= EXERCISE GOAL =
Print the lines of the records from the line holding "lookup: tire track in mud" through the line holding "[228,96,277,156]", inclusive, reproducing them exactly.

= RECORDS FOR PROCESSING =
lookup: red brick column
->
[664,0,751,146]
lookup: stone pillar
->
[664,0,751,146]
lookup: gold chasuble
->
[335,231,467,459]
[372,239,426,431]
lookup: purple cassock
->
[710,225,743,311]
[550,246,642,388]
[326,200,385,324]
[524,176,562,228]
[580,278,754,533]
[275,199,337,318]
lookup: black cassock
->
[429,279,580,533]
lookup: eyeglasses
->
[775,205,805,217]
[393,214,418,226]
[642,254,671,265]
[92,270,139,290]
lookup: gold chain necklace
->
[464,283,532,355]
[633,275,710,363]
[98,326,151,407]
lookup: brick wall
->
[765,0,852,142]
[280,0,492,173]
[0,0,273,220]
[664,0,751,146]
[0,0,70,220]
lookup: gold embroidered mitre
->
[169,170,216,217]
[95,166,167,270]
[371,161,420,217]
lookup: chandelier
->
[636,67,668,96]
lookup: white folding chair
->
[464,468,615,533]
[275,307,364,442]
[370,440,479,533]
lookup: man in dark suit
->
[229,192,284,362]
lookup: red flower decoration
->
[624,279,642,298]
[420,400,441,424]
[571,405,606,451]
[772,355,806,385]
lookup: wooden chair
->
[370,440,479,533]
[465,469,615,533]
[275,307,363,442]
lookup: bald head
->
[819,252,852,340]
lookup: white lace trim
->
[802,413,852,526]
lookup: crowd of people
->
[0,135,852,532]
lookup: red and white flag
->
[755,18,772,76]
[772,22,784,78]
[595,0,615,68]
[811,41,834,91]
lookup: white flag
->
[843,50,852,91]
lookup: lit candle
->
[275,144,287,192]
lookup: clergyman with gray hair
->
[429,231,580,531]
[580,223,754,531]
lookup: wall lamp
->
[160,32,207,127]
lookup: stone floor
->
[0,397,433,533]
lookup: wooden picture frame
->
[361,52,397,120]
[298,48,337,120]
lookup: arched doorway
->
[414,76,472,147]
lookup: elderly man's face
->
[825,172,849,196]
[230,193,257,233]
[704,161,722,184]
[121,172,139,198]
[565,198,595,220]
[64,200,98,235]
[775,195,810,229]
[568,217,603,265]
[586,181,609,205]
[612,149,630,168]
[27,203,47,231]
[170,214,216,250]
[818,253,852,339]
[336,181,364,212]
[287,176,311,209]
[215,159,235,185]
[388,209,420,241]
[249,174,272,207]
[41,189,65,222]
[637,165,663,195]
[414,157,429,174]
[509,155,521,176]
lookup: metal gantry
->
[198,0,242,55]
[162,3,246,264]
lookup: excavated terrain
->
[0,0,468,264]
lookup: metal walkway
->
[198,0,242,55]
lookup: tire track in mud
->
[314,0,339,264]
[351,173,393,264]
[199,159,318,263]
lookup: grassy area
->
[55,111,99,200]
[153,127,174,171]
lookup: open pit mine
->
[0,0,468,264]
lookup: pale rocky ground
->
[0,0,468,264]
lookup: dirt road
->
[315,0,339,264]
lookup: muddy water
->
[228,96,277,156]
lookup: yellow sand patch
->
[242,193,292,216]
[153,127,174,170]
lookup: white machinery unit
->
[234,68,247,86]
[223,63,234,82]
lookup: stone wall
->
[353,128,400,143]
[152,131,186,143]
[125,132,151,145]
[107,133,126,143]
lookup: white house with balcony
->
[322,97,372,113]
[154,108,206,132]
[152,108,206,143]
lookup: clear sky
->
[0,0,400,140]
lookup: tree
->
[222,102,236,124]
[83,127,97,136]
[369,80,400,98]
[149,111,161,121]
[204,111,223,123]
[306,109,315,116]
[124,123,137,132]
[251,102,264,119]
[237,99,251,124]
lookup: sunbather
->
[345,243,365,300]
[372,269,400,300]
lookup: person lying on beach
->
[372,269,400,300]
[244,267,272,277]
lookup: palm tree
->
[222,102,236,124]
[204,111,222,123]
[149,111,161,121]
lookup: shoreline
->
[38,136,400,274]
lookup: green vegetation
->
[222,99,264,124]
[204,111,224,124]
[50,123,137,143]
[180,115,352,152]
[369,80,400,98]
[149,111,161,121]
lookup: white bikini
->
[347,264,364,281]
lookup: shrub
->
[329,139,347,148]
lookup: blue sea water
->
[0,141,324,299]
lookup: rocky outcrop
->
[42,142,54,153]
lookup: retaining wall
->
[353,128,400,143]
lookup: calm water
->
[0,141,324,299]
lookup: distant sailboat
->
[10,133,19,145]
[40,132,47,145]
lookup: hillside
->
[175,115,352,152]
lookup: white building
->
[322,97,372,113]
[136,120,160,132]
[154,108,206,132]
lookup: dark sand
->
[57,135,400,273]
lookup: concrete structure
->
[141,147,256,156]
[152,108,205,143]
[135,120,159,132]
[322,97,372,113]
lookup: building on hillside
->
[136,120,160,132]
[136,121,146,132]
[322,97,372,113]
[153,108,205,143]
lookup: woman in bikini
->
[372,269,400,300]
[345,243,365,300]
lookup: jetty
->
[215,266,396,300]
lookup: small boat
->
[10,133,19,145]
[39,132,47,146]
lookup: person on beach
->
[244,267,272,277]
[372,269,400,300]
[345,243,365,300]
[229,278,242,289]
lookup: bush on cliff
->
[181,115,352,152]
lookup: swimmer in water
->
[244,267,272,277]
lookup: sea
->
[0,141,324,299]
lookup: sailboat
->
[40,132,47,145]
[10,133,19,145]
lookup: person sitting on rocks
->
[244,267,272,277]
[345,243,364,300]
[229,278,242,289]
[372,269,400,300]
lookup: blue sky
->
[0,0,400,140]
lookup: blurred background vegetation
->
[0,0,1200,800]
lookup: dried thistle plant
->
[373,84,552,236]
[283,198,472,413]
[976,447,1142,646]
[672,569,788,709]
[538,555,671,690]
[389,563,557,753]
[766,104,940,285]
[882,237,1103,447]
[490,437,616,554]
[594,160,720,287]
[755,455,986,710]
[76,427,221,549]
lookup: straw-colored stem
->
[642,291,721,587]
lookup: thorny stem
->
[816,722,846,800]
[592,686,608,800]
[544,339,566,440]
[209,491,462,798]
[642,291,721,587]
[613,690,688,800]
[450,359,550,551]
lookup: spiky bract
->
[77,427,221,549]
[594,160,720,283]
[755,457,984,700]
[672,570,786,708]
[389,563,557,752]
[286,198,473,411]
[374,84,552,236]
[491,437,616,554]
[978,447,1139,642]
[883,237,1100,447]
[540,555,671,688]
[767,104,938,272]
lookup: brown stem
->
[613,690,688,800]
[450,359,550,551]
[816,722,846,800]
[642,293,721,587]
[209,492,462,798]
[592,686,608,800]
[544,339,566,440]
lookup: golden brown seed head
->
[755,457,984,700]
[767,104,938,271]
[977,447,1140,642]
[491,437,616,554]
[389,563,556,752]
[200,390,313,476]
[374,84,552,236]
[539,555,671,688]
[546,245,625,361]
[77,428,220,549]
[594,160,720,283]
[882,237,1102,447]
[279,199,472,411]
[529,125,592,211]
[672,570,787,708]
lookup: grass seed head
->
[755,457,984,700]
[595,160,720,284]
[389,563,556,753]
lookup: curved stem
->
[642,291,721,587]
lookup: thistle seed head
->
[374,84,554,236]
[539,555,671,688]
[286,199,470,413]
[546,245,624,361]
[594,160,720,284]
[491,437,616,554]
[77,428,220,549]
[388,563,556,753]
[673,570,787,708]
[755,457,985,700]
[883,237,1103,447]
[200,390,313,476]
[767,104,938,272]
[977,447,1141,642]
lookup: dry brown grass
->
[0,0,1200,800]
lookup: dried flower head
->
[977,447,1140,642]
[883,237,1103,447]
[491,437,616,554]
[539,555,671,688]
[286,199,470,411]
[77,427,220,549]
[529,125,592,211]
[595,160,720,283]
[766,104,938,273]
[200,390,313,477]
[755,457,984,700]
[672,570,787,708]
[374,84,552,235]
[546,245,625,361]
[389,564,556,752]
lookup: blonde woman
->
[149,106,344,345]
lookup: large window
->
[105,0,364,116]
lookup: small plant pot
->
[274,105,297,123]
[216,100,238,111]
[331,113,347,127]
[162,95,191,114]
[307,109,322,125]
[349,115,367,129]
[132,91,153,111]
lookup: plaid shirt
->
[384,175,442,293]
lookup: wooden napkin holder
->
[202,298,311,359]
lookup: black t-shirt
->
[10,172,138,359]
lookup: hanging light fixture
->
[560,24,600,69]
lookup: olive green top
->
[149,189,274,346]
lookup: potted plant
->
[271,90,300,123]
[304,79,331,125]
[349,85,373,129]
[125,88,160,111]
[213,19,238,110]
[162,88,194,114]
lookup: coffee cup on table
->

= TASK OUTPUT =
lookup: tire track in mud
->
[314,0,339,264]
[351,173,393,264]
[199,159,318,263]
lookup: grassy area
->
[55,111,99,200]
[153,127,174,171]
lookup: open pit mine
->
[0,0,468,264]
lookup: pale rocky ground
->
[0,0,468,264]
lookup: dirt road
->
[315,0,339,264]
lookup: muddy water
->
[228,96,277,156]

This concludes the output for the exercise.